··· DATA RECORDS

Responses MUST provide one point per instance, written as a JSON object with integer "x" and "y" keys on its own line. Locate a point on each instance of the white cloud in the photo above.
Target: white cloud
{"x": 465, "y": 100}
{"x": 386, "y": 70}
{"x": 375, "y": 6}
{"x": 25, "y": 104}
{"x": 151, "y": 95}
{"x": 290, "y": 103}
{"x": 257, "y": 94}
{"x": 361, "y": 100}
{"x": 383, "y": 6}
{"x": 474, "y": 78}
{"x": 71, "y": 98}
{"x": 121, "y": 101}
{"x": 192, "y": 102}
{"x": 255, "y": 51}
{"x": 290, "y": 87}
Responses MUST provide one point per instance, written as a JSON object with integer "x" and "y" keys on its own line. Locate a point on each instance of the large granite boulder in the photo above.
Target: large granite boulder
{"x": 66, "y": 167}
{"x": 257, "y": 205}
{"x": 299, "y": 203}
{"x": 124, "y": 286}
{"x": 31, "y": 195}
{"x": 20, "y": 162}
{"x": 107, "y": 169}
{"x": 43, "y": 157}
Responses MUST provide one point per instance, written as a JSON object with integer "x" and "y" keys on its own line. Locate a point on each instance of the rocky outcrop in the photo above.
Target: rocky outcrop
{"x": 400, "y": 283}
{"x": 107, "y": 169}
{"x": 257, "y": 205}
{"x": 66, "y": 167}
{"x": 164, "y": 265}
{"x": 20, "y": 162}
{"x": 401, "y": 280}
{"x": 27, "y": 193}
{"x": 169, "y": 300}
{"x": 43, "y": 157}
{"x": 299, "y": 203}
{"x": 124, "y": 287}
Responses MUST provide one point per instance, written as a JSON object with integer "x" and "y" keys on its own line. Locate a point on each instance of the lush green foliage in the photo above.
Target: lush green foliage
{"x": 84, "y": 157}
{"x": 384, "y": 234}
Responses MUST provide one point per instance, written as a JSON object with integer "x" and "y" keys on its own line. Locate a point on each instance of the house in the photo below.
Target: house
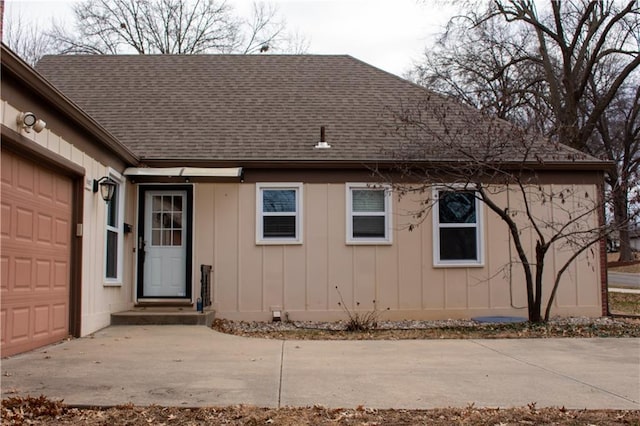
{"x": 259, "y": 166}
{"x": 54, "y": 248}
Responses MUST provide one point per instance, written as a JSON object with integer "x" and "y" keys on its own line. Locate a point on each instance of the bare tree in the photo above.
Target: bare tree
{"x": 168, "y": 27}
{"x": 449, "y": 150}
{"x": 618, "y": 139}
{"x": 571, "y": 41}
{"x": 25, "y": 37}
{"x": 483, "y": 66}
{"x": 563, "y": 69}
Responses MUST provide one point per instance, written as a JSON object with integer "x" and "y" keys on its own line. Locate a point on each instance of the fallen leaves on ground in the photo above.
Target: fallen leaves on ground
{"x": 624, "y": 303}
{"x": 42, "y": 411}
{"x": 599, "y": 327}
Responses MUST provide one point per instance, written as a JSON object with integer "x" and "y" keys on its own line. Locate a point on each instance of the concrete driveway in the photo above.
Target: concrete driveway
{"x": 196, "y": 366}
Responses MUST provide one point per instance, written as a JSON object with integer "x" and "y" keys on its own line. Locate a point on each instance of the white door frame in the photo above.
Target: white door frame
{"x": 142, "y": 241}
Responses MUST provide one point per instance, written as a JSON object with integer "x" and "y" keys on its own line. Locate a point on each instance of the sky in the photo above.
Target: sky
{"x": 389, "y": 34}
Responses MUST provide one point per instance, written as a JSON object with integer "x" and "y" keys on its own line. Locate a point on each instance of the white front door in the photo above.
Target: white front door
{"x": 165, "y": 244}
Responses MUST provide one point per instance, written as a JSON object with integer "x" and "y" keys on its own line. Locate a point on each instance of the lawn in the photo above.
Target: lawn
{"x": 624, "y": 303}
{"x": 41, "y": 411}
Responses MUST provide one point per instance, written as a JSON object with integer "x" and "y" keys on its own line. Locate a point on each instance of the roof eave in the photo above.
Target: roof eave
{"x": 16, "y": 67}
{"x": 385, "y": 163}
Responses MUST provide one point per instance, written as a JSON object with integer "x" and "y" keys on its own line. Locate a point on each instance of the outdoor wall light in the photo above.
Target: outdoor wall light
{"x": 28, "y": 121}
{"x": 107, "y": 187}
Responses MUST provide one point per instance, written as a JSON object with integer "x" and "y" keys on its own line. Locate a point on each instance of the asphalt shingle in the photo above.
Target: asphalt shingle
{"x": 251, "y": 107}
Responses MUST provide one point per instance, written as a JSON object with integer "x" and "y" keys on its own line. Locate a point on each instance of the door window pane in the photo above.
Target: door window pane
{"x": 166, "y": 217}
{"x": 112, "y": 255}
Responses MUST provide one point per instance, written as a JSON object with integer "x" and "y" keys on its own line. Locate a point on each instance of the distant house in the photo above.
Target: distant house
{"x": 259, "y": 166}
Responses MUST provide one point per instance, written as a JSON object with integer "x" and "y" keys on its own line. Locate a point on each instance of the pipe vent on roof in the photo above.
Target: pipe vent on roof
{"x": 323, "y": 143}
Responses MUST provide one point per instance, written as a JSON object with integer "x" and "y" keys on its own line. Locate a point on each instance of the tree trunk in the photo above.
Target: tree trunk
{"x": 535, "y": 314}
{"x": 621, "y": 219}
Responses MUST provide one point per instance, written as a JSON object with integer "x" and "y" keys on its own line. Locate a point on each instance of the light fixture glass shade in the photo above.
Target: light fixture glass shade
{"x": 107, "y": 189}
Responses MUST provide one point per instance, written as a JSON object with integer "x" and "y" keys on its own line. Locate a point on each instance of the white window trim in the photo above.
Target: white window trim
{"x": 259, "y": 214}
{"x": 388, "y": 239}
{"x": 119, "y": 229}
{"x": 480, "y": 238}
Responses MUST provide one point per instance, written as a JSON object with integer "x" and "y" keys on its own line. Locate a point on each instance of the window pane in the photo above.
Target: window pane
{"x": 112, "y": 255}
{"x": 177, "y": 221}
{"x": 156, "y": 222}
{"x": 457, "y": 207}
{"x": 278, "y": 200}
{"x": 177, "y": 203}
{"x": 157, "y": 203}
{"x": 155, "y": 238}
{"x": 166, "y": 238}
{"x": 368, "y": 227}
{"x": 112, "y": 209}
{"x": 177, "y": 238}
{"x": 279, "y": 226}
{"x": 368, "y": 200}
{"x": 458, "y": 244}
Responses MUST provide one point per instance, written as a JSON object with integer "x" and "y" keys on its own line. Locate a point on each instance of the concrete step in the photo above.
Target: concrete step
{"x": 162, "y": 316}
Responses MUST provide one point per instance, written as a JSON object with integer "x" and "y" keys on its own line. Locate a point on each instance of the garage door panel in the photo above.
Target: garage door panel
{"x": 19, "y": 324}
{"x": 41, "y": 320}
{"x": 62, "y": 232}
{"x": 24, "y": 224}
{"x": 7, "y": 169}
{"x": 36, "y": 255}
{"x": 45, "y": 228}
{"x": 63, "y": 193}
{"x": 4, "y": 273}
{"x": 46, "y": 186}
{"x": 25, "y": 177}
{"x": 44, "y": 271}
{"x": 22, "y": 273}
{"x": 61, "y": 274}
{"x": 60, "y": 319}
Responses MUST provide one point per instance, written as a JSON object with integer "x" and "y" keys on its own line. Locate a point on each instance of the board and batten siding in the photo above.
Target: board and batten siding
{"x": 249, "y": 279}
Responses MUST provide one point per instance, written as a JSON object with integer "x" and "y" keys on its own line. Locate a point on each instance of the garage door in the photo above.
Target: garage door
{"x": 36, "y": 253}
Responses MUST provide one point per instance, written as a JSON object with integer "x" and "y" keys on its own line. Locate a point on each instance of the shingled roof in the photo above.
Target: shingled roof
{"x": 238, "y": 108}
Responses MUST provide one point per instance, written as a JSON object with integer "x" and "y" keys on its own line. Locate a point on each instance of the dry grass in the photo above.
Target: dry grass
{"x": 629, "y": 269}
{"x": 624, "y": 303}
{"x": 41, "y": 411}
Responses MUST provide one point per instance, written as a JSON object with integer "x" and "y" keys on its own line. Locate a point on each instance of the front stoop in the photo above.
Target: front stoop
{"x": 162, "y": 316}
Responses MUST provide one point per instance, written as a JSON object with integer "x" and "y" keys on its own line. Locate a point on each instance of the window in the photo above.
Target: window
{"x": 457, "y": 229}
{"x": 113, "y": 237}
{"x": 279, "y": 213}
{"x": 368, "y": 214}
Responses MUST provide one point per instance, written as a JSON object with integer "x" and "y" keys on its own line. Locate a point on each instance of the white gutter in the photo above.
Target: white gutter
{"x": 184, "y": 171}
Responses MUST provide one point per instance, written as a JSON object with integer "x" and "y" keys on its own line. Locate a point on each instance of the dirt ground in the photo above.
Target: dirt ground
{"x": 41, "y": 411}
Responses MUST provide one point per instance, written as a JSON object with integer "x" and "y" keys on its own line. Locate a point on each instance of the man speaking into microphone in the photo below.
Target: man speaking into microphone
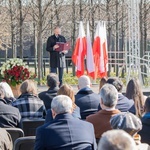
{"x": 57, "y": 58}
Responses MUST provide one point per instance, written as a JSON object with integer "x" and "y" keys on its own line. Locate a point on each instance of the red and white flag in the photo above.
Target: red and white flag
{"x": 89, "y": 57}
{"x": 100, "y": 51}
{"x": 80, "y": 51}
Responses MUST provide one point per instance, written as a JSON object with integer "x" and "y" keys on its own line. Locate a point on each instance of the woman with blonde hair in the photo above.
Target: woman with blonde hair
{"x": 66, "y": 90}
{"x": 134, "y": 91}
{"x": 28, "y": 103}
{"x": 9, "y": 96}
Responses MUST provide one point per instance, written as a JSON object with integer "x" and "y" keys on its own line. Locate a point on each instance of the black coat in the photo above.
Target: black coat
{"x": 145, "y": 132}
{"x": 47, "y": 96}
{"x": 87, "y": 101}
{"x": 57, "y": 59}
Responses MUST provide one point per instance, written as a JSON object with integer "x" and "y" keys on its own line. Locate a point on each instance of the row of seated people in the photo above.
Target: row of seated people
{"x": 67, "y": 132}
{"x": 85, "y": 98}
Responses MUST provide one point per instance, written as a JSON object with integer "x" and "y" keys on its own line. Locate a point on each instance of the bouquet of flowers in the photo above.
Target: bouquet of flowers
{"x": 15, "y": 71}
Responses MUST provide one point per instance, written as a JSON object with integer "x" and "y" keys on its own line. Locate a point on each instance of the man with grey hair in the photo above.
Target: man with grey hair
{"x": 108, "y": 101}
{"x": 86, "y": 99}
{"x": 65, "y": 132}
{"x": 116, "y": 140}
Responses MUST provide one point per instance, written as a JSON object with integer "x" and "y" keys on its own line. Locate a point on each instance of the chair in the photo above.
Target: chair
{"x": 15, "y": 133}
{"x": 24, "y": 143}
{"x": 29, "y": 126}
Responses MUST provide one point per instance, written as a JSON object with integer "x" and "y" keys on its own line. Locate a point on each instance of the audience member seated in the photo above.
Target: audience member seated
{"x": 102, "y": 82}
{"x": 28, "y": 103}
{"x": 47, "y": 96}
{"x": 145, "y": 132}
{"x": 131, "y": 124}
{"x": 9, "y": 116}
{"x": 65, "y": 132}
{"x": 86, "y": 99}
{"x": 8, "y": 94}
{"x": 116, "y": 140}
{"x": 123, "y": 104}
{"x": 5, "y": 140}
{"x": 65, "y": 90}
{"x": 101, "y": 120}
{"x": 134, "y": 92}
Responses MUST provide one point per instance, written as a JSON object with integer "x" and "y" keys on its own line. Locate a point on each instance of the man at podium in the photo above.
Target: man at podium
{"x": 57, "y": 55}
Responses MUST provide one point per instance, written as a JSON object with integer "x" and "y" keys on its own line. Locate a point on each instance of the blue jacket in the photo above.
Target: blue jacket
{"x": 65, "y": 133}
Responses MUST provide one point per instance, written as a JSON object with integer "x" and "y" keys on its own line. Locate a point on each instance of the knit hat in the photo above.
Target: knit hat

······
··· DATA RECORDS

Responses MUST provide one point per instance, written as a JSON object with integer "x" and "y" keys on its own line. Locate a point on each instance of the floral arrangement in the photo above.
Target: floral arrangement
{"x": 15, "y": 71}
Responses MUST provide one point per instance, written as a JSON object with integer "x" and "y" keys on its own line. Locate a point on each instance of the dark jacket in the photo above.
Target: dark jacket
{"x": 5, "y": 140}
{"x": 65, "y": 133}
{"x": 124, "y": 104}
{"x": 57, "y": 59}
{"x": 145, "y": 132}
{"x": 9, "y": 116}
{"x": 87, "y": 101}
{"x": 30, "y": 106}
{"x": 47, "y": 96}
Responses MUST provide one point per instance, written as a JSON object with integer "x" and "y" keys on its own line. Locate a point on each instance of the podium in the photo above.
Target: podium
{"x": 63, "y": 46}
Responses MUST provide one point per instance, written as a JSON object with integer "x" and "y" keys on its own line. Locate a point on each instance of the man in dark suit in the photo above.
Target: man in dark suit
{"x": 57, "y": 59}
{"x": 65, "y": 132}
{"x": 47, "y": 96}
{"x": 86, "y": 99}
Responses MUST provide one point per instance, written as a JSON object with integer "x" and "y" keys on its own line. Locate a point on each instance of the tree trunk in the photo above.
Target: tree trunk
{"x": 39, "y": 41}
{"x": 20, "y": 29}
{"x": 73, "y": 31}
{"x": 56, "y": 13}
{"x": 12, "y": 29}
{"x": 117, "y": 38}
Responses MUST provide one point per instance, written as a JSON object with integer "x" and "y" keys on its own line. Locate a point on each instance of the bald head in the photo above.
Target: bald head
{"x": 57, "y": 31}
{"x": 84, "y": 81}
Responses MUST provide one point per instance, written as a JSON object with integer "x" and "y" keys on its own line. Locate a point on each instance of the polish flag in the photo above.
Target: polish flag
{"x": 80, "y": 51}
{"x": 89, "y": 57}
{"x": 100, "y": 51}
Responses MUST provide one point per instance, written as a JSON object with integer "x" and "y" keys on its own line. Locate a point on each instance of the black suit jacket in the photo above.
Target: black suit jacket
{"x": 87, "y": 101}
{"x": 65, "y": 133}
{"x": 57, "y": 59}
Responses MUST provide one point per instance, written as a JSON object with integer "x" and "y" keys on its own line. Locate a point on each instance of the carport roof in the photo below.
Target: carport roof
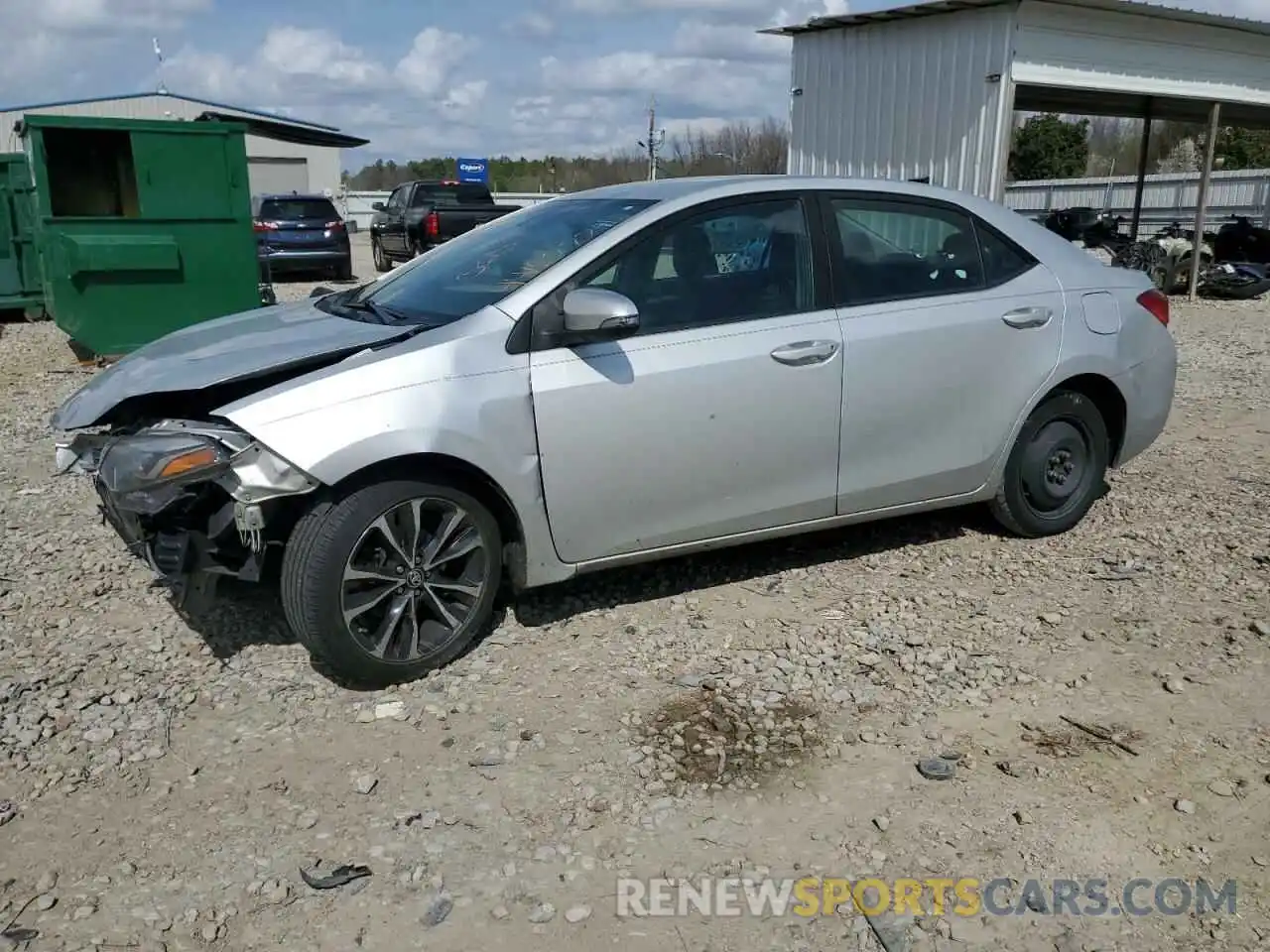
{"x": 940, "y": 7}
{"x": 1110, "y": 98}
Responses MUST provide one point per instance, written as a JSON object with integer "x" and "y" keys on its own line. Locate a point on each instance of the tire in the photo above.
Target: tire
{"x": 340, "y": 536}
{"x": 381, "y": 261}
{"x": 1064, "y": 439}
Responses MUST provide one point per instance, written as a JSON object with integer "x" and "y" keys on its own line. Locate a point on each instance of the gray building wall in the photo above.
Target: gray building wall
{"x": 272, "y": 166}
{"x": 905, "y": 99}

······
··· DATA RECORDS

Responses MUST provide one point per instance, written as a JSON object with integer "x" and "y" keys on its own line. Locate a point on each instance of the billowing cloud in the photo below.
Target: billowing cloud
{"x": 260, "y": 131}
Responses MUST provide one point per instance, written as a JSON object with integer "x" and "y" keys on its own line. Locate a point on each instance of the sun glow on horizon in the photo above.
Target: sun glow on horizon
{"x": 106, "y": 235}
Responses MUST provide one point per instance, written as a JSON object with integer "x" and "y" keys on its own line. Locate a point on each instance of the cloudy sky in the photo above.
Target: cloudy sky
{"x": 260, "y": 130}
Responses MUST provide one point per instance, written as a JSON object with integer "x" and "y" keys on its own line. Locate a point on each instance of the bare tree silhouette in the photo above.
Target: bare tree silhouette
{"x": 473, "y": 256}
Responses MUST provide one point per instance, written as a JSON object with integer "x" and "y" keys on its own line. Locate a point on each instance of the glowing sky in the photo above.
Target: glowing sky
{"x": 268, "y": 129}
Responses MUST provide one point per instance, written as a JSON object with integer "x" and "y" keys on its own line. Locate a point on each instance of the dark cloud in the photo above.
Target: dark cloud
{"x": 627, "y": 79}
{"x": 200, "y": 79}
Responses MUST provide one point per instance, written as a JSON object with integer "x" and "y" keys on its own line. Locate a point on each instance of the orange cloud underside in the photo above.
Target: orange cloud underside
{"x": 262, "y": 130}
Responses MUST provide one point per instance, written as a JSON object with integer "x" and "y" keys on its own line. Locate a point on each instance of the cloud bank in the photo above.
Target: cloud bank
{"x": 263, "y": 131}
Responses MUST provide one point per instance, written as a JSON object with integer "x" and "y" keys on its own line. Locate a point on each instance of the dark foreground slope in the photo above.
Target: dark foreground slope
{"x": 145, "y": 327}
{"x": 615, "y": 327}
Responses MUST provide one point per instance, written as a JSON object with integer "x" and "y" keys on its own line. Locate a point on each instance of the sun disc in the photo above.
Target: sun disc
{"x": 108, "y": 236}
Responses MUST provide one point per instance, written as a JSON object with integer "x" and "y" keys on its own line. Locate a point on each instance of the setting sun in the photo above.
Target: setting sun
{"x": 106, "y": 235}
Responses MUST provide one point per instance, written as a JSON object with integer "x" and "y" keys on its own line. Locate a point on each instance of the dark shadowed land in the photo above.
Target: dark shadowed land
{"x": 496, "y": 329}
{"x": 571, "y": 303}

······

(ASSIGNED TASK):
Using only the data above, copy out the lines that include the word "knit".

(EXERCISE RESULT):
Responses MUST provide one point per instance, written as a JSON object with integer "x" and "y" keys on its own line. Locate a point on each instance of the knit hat in the photo above.
Target: knit hat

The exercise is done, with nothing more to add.